* EXERCISE PROMPT: What examples of bad quality costs does the piece on the cost of quality give?

* EXCERPT:
At Emergent, we know that quality is critical to public health, patient trust and long-term business success. Yet across the life sciences industry, quality can often be seen as a cost to control rather than a strategic asset to leverage.
Organizations can shift their thinking to view it not just as an operational necessity, but as a value driver that powers innovation, resilience and growth.
Managing the Cost of Quality
For decades, organizations have evaluated quality in terms of “good” and “bad” costs. Bad quality costs, like product recalls, regulatory findings, or scrap, are the obvious financial and reputational hits when something goes wrong. Good quality costs, such as preventive controls, testing, or quality oversight, are seen as necessary but negotiable investments to avoid the bad.
This model focuses on minimizing spending rather than maximizing value. The farther an organization is from a warning letter or major issue, the harder it becomes to justify ongoing investments in quality. The pain is less immediate, and quality may start to feel optional. But this approach leaves too much room for potential missteps, by de-emphasizing the focus on quality when things are “going well.”

* PROVIDED MATERIAL:
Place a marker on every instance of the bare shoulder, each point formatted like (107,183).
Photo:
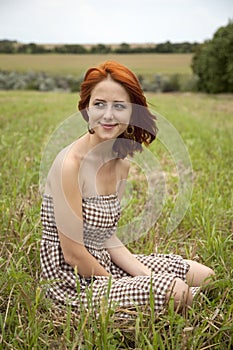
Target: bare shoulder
(123,166)
(65,166)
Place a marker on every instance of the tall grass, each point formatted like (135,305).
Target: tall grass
(29,321)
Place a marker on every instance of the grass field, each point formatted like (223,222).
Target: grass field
(27,319)
(145,64)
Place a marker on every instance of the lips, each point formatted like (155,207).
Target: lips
(108,126)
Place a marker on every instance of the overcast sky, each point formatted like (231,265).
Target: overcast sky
(112,21)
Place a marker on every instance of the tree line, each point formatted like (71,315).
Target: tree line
(13,47)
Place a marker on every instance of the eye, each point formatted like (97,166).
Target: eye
(99,104)
(119,106)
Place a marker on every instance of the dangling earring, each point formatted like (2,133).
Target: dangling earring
(129,132)
(91,131)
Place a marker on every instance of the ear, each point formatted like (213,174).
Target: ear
(87,112)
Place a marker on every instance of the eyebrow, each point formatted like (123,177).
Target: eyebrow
(102,100)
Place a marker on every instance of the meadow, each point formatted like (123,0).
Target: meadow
(145,64)
(27,319)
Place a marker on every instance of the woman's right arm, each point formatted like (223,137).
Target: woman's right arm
(67,200)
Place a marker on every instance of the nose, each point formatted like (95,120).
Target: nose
(108,114)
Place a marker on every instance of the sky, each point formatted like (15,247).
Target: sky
(112,21)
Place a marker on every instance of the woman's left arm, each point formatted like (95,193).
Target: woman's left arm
(123,258)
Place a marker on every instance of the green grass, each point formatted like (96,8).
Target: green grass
(146,64)
(28,320)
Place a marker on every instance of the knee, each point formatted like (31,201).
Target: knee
(181,294)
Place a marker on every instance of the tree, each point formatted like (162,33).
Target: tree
(213,62)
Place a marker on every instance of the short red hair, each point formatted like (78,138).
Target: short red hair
(142,119)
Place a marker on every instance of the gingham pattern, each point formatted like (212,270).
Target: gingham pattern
(100,215)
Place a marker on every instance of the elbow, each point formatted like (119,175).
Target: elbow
(73,258)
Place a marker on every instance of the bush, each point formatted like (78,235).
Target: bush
(213,62)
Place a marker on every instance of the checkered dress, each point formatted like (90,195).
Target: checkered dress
(100,218)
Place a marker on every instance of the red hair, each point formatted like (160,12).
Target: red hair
(142,121)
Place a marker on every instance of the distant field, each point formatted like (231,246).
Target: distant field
(145,64)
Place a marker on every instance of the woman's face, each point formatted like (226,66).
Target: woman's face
(109,109)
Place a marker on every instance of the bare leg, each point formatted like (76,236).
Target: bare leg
(198,274)
(181,294)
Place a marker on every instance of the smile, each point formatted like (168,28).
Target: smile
(108,126)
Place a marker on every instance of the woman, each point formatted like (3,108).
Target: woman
(81,205)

* EXERCISE SOLUTION: Product recalls, regulatory findings, or scrap.